→ What you will do
Reproduce the records starting with the line containing "Where can you find the trimmed" and going on through the line containing "<point>434,528</point>", request lines included. Rescale each coordinate in the answers by multiplying it by 0.65 and rounding to a whole number, with halves rounded up, and leave the request wording and the coordinates in its format samples unchanged.

⟨

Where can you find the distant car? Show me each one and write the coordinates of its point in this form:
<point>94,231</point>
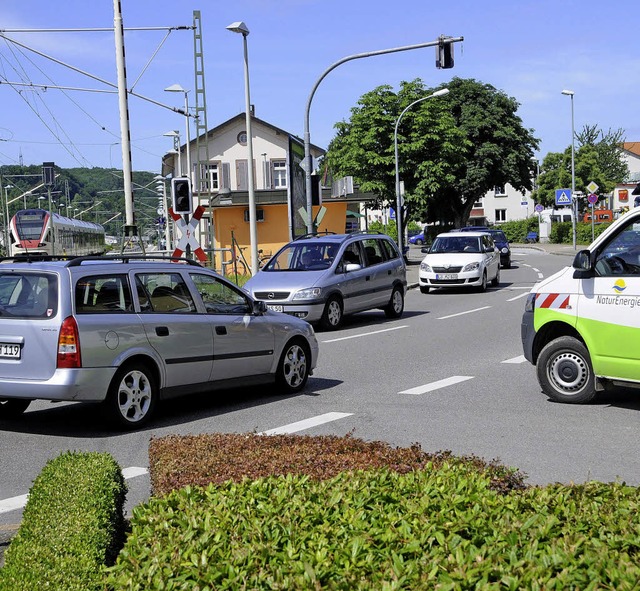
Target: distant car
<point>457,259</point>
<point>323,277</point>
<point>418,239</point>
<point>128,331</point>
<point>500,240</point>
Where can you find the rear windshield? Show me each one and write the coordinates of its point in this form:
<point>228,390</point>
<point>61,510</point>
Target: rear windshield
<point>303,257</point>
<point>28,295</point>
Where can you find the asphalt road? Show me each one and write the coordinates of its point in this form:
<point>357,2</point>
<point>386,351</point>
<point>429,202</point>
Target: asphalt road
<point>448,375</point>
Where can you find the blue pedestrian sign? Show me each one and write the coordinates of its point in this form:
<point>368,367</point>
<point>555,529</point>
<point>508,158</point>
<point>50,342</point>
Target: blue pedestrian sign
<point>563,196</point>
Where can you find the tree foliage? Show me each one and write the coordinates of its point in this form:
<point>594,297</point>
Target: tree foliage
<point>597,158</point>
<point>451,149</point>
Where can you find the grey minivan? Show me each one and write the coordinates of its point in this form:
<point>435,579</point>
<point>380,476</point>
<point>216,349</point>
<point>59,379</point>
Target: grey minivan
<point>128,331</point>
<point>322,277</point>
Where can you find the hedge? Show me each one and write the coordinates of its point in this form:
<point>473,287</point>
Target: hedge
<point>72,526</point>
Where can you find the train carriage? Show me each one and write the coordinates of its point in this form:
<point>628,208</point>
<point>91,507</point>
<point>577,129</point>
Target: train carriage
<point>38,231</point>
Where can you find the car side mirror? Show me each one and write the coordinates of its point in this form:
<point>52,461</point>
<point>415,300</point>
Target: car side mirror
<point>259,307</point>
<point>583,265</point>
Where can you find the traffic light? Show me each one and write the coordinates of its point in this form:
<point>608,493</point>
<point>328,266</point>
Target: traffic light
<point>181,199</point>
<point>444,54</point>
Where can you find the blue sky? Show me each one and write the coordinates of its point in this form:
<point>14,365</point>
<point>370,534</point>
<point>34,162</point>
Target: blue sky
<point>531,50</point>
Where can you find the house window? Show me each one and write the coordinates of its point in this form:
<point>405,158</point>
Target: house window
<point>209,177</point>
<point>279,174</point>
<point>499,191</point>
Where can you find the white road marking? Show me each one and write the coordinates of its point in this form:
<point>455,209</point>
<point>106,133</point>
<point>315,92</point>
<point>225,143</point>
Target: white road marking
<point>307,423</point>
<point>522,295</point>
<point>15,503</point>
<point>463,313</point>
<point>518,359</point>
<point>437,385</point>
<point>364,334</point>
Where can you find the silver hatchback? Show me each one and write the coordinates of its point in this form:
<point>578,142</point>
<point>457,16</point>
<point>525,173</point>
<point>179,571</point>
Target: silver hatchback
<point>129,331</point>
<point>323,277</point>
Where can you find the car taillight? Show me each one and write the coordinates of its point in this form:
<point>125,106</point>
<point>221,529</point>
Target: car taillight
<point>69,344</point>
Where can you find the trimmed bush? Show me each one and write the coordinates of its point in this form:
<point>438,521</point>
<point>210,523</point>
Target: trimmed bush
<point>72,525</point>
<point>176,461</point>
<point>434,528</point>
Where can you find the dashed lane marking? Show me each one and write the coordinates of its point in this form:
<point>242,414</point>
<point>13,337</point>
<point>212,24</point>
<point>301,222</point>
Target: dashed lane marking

⟩

→ Response below
Where can you find the trimmed bush? Show me each one and write the coordinates of its point in this form:
<point>438,521</point>
<point>210,523</point>
Target: trimmed bush
<point>47,341</point>
<point>114,300</point>
<point>282,343</point>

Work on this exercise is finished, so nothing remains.